§ **Consigne écrite 1**
Recopiez fidèlement le passage sur Demenhoûr. Commencez aux mots "Je partis de" et arrêtez-vous après les mots "nommé kàdhi d’Alexandrie.".

§ **Passage présenté**
• • • • •

Je partis de cette bourgade et arrivai à la ville de Demenhoûr (Timenhor, ou la ville de Horus, autrement appelée Hermopolis parva). C’est une place importante dont les tributs sont considérables et les beautés très-renommées. C’est la métropole de tout le Bohaïrah (gouvernement qui tirait son nom du Bohaïrah ou lac Maréotis) et le centre de l’administration de cette province. Elle avait alors pour kâdhi Fakhr eddîn Ibn Meskîn, un des jurisconsultes de la secte de Chàfeï, qui fut investi de la dignité de kàdhi d’Alexandrie, lorsque Imàd eddîn Alkendy en fut dépouillé, à cause de l’événement que nous avons raconté ci-dessus. Un homme digne de foi m’a rapporté qu’Ibn Meskîn donna vingt-cinq mille dirhems, équivalant à mille dinars d’or, afin d’être nommé kàdhi d’Alexandrie.

• • • • •

§ **Consigne écrite 2**
Répétez à l'identique les lignes de données qui vont de celle contenant "The locator SHOULD return, for each instance of the gravel" jusqu'à celle contenant "x=315 y=381", cette dernière comprise, et rien d'autre.

§ **Extrait des données**
• • • • •

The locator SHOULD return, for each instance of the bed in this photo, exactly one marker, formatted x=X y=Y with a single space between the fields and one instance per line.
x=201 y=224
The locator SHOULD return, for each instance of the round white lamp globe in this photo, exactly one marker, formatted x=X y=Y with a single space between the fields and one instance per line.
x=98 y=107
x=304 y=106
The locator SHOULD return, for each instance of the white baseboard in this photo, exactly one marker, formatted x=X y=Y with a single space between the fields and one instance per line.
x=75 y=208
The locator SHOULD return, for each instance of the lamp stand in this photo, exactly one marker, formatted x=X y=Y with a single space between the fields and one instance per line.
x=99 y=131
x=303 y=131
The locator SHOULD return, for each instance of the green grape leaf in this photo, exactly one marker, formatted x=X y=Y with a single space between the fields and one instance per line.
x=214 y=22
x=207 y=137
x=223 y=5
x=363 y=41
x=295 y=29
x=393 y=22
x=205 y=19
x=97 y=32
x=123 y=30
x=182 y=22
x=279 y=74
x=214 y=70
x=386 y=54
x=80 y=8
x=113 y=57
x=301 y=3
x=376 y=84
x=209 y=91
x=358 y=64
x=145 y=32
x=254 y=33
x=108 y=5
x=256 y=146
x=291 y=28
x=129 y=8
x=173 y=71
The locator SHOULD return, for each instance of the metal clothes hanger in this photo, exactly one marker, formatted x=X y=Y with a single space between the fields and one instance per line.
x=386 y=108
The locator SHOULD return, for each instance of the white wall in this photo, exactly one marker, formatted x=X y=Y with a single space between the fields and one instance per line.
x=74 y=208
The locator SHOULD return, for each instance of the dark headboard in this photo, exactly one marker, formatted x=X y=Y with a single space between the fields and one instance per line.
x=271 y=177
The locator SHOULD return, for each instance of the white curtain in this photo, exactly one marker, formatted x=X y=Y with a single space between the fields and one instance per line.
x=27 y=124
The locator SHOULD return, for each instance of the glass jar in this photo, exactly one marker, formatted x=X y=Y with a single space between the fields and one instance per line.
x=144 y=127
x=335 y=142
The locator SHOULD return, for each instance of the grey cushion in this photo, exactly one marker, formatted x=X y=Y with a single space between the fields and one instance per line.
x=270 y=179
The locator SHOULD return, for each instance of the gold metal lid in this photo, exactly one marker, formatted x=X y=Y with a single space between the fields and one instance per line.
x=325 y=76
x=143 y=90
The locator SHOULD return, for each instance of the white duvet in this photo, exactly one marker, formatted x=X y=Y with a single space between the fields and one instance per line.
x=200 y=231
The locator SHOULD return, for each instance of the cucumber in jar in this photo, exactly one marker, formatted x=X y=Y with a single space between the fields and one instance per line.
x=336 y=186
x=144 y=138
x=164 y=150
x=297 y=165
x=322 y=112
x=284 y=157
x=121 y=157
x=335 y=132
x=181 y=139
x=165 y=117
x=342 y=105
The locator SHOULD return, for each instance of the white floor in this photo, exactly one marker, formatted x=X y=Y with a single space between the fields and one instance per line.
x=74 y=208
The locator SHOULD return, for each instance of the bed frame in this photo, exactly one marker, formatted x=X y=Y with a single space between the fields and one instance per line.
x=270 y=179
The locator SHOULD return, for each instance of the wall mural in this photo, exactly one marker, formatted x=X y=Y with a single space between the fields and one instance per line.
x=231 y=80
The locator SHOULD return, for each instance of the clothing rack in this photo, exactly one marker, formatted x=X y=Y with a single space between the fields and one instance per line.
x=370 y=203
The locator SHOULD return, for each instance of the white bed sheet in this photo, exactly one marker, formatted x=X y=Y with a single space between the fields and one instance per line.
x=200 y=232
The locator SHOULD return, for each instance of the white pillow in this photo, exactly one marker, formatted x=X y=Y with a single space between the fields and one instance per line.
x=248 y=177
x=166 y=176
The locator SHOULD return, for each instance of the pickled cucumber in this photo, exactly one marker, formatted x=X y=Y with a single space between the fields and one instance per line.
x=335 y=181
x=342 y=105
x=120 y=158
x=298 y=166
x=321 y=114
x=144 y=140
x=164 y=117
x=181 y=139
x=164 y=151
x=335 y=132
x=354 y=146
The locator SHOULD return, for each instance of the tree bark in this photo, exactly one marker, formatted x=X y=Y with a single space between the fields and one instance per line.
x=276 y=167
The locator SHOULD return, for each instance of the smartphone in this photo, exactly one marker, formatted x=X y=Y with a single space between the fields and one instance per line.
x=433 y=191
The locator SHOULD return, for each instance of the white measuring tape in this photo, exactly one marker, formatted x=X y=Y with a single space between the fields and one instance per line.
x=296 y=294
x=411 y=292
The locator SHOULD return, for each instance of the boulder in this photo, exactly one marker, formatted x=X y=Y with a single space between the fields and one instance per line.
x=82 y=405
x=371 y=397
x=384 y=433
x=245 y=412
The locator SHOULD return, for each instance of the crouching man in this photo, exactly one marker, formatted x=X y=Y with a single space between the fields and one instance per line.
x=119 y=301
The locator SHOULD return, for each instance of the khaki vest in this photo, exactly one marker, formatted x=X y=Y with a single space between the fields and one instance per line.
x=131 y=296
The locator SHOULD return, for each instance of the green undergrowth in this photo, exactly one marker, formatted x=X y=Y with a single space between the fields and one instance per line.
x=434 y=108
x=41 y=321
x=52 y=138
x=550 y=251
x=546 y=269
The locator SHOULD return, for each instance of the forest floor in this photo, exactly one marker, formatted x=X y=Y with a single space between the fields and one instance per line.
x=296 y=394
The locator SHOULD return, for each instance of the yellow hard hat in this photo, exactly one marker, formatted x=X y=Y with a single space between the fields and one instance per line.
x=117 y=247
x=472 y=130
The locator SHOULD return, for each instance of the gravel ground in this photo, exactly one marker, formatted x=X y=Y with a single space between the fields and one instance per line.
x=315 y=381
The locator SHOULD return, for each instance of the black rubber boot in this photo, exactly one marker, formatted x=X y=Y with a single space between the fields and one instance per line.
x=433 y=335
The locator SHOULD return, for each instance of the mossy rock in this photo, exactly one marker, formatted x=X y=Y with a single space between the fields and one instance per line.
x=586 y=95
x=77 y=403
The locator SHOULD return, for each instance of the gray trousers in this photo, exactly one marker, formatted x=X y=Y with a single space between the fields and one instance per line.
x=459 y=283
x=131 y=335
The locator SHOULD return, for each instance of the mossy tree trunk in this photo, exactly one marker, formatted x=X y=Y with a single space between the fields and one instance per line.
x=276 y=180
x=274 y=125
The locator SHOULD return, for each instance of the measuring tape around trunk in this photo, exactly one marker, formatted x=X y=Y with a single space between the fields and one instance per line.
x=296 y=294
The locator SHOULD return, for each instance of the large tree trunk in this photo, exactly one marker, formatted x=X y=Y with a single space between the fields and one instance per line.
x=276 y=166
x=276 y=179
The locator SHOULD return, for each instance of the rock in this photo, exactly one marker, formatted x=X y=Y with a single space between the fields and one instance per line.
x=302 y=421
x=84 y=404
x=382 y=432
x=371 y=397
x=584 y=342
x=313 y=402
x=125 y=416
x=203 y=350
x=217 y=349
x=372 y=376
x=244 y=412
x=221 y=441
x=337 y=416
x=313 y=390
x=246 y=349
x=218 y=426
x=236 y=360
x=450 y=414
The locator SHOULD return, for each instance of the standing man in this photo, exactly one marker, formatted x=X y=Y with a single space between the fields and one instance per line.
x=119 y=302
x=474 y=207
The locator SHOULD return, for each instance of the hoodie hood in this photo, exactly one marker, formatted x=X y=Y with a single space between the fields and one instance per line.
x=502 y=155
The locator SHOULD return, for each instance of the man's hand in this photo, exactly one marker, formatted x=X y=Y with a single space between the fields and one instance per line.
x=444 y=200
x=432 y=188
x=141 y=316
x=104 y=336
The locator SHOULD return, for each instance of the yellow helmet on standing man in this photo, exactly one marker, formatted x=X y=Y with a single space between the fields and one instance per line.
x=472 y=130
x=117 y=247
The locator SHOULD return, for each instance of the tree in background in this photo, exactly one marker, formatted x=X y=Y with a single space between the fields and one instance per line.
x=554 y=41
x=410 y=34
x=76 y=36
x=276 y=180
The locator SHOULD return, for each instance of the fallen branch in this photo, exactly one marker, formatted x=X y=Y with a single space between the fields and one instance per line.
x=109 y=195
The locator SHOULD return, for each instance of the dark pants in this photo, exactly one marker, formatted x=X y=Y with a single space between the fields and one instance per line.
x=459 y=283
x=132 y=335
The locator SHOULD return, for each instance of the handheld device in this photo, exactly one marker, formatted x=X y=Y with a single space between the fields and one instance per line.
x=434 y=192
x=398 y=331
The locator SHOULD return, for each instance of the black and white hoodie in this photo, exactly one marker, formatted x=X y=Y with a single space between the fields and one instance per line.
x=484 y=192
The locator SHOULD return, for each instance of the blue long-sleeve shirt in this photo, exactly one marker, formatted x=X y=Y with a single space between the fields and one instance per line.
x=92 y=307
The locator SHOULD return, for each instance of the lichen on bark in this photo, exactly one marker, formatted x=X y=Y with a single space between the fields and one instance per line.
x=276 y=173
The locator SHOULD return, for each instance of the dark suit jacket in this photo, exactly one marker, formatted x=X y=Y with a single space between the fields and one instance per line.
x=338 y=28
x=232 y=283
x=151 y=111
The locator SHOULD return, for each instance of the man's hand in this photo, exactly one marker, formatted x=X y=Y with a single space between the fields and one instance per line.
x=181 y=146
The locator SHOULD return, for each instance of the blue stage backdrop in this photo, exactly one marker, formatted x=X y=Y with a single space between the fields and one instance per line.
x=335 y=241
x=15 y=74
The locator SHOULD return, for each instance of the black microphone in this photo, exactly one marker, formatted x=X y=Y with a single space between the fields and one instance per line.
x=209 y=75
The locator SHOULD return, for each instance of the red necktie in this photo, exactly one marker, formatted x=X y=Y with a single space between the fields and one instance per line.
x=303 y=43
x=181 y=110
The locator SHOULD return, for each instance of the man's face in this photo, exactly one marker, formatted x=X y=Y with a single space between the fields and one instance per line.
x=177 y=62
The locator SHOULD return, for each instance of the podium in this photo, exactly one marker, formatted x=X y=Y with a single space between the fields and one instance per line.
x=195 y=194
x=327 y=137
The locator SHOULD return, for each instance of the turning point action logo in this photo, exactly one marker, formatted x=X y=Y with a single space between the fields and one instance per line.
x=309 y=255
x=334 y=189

• • • • •

§ **Réponse 1**
Je partis de cette bourgade et arrivai à la ville de Demenhoûr (Timenhor, ou la ville de Horus, autrement appelée Hermopolis parva). C’est une place importante dont les tributs sont considérables et les beautés très-renommées. C’est la métropole de tout le Bohaïrah (gouvernement qui tirait son nom du Bohaïrah ou lac Maréotis) et le centre de l’administration de cette province. Elle avait alors pour kâdhi Fakhr eddîn Ibn Meskîn, un des jurisconsultes de la secte de Chàfeï, qui fut investi de la dignité de kàdhi d’Alexandrie, lorsque Imàd eddîn Alkendy en fut dépouillé, à cause de l’événement que nous avons raconté ci-dessus. Un homme digne de foi m’a rapporté qu’Ibn Meskîn donna vingt-cinq mille dirhems, équivalant à mille dinars d’or, afin d’être nommé kàdhi d’Alexandrie.

§ **Réponse 2**
The locator SHOULD return, for each instance of the gravel ground in this photo, exactly one marker, formatted x=X y=Y with a single space between the fields and one instance per line.
x=315 y=381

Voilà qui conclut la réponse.